> [TASK] What you return must match the records character for character.
※ ※ ※
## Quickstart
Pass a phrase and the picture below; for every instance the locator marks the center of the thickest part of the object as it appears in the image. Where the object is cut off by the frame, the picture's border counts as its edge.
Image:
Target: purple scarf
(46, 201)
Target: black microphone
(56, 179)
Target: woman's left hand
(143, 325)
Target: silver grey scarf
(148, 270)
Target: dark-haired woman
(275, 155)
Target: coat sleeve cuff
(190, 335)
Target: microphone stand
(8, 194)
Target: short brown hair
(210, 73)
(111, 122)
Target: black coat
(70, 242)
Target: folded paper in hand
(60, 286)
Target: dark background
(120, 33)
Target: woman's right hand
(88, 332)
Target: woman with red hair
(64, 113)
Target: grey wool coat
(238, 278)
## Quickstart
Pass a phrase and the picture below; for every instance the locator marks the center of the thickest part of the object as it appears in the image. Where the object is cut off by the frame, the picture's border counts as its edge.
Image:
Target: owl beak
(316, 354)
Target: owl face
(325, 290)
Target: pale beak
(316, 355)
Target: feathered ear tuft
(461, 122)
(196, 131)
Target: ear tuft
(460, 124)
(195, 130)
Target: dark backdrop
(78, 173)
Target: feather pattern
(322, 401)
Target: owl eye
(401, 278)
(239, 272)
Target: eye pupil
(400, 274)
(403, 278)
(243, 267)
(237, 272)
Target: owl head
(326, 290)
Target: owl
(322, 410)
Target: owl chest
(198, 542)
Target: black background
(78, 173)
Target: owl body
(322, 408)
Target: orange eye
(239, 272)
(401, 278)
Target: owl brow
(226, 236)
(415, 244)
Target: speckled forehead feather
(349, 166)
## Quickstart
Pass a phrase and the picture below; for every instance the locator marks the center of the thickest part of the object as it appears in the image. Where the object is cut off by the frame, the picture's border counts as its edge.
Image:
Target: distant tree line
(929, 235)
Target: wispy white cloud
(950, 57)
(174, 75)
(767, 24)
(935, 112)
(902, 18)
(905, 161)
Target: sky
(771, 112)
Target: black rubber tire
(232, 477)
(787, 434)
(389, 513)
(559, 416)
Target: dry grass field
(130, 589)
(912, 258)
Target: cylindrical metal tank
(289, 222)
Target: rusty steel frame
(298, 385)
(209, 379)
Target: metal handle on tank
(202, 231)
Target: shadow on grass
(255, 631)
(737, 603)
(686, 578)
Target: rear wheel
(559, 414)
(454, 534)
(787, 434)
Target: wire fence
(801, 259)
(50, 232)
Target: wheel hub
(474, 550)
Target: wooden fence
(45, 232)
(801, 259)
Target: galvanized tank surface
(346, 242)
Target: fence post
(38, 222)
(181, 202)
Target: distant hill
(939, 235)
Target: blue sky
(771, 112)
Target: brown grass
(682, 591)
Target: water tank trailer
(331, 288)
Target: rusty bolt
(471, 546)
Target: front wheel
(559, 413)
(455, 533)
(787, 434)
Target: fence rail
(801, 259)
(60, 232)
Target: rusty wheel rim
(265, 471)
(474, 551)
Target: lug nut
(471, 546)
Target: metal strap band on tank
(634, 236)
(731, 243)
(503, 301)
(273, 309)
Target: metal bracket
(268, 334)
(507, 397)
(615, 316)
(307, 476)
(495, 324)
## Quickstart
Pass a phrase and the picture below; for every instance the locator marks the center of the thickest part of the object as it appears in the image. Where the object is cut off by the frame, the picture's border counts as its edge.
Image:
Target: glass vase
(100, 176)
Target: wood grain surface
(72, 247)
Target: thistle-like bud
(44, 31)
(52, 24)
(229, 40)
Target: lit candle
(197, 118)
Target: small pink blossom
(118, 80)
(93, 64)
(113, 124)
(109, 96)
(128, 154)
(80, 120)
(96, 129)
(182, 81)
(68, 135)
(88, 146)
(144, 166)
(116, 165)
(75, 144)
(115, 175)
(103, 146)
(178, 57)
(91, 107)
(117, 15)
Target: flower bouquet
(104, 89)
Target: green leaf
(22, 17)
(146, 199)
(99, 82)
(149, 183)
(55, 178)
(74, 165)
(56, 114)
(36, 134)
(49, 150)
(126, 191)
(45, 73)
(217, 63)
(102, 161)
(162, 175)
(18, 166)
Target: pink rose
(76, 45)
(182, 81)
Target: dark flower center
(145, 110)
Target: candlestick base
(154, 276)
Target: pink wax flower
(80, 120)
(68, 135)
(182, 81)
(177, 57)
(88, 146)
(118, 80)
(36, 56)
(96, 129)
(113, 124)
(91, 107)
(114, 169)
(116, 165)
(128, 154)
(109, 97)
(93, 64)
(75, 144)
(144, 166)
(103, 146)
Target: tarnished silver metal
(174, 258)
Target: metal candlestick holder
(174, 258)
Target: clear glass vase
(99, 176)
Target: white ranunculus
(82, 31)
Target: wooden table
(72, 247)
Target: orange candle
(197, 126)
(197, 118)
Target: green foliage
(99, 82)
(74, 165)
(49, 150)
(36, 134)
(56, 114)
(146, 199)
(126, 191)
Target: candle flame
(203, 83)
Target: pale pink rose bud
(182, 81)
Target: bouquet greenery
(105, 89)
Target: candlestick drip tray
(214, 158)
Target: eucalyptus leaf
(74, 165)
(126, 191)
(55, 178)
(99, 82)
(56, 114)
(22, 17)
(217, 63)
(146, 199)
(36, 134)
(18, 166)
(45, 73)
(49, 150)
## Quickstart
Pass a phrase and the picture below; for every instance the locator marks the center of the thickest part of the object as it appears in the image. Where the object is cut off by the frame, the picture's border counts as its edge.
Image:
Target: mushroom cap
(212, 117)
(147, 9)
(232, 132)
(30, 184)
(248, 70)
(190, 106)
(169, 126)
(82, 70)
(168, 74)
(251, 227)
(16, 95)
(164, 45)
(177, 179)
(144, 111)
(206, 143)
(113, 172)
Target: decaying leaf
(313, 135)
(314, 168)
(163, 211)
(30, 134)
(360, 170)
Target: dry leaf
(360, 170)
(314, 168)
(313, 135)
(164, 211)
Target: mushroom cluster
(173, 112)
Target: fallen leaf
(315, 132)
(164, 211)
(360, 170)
※ ※ ※
> [RESPONSE TO THE TASK]
## Quickstart
Pass a phrase and the picture below; for every instance the locator marks the center of the thickest part of the object as it appears in the image. Where the object is cut off by the frame, the picture's border counts as its edge.
Image:
Target: purple scarf
(46, 201)
Target: black microphone
(56, 179)
Target: woman's left hand
(143, 325)
Target: silver grey scarf
(148, 270)
Target: dark-haired woman
(275, 155)
Target: coat sleeve cuff
(190, 335)
Target: microphone stand
(8, 194)
Target: short brown hair
(210, 73)
(111, 122)
Target: black coat
(70, 242)
Target: folded paper in hand
(60, 286)
Target: dark background
(120, 33)
Target: woman's right hand
(88, 332)
Target: woman with red hair
(64, 113)
Target: grey wool coat
(238, 278)
## Quickstart
Pass a phrase and the picture below; for every instance the locator marks the center of the thickest part of the object as it appears in the image. Where the object is cut off by the frame, the picture's border counts as its edge.
Image:
Target: owl beak
(316, 354)
Target: owl face
(325, 290)
Target: pale beak
(316, 355)
Target: feathered ear tuft
(461, 122)
(196, 131)
Target: ear tuft
(460, 124)
(195, 130)
Target: dark backdrop
(78, 173)
Target: feather pattern
(322, 401)
Target: owl eye
(401, 278)
(239, 272)
Target: eye pupil
(400, 274)
(403, 278)
(243, 267)
(237, 272)
Target: owl head
(326, 290)
Target: owl
(322, 410)
Target: owl chest
(198, 542)
Target: black background
(78, 173)
Target: owl body
(322, 408)
Target: orange eye
(239, 272)
(401, 278)
Target: owl brow
(226, 236)
(415, 244)
Target: speckled forehead feather
(349, 166)
## Quickstart
Pass a phrase and the picture below; for every instance the locator marks the center of the thickest part of the object as it appears in the image. Where the object is cut off by the frame, the picture's border counts as its edge.
Image:
Target: distant tree line
(929, 235)
Target: wispy white cloud
(950, 57)
(174, 75)
(767, 24)
(935, 112)
(902, 18)
(905, 161)
Target: sky
(771, 112)
Target: black rubber tire
(232, 477)
(787, 434)
(389, 513)
(559, 416)
Target: dry grass field
(130, 589)
(912, 258)
Target: cylindrical metal tank
(289, 222)
Target: rusty steel frame
(298, 385)
(209, 379)
Target: metal handle on tank
(202, 231)
Target: shadow on grass
(255, 631)
(737, 603)
(686, 578)
Target: rear wheel
(559, 414)
(454, 534)
(787, 434)
Target: wire fence
(801, 259)
(50, 232)
Target: wheel hub
(474, 550)
Target: wooden fence
(45, 232)
(801, 259)
Target: galvanized tank surface
(346, 242)
Target: fence post
(38, 222)
(181, 202)
Target: distant hill
(939, 235)
Target: blue sky
(771, 112)
Target: brown grass
(682, 591)
Target: water tank trailer
(331, 288)
Target: rusty bolt
(471, 546)
Target: front wheel
(559, 413)
(455, 533)
(787, 434)
Target: fence rail
(801, 259)
(60, 232)
Target: rusty wheel rim
(265, 471)
(474, 551)
Target: lug nut
(471, 546)
Target: metal strap band on tank
(634, 236)
(731, 243)
(503, 301)
(273, 309)
Target: metal bracket
(268, 334)
(507, 397)
(615, 316)
(307, 476)
(495, 324)
## Quickstart
Pass a phrase and the picture below; for every instance the locator marks the center of the thickest part of the object as it appears in the image. Where the object is cut off by the frame, the picture's border counts as its edge.
Image:
Target: glass vase
(100, 176)
Target: wood grain surface
(72, 247)
Target: thistle-like bud
(44, 31)
(52, 24)
(229, 40)
Target: lit candle
(197, 118)
Target: small pink blossom
(118, 80)
(93, 64)
(113, 124)
(109, 96)
(128, 154)
(80, 120)
(96, 129)
(182, 81)
(68, 135)
(88, 146)
(144, 166)
(116, 165)
(75, 144)
(115, 175)
(103, 146)
(178, 57)
(91, 107)
(117, 15)
Target: flower bouquet
(104, 89)
Target: green leaf
(22, 17)
(146, 199)
(99, 82)
(149, 183)
(55, 178)
(74, 165)
(56, 114)
(36, 134)
(49, 150)
(126, 191)
(45, 73)
(217, 63)
(102, 161)
(162, 175)
(18, 166)
Target: pink rose
(76, 45)
(182, 81)
Target: dark flower center
(145, 110)
Target: candlestick base
(154, 276)
Target: pink wax flower
(80, 120)
(68, 135)
(182, 81)
(177, 57)
(88, 146)
(118, 80)
(36, 56)
(96, 129)
(113, 124)
(91, 107)
(114, 169)
(116, 165)
(128, 154)
(109, 97)
(93, 64)
(75, 144)
(144, 166)
(103, 146)
Target: tarnished silver metal
(174, 258)
Target: metal candlestick holder
(174, 258)
Target: clear glass vase
(99, 176)
Target: white ranunculus
(82, 31)
Target: wooden table
(72, 247)
Target: orange candle
(197, 126)
(197, 118)
Target: green foliage
(99, 82)
(74, 165)
(49, 150)
(36, 134)
(56, 114)
(146, 199)
(126, 191)
Target: candle flame
(203, 83)
Target: pale pink rose bud
(182, 81)
Target: bouquet greenery
(105, 89)
Target: candlestick drip tray
(214, 158)
Target: eucalyptus leaf
(74, 165)
(126, 191)
(55, 178)
(99, 82)
(56, 114)
(22, 17)
(217, 63)
(146, 199)
(36, 134)
(18, 166)
(45, 73)
(49, 150)
## Quickstart
Pass a phrase and the picture below; for every instance the locator marks the center of the thickest part of the object as it appears in the image. Where the object is cut off by the frame, the picture's border counts as its edge.
Image:
Target: mushroom cap
(212, 117)
(147, 9)
(232, 132)
(30, 184)
(248, 70)
(190, 106)
(169, 126)
(82, 70)
(168, 74)
(251, 227)
(16, 95)
(164, 45)
(177, 179)
(144, 111)
(206, 143)
(113, 172)
Target: decaying leaf
(313, 135)
(314, 168)
(163, 211)
(30, 134)
(360, 170)
Target: dry leaf
(360, 170)
(314, 168)
(313, 135)
(164, 211)
Target: mushroom cluster
(173, 112)
Target: fallen leaf
(315, 132)
(164, 211)
(360, 170)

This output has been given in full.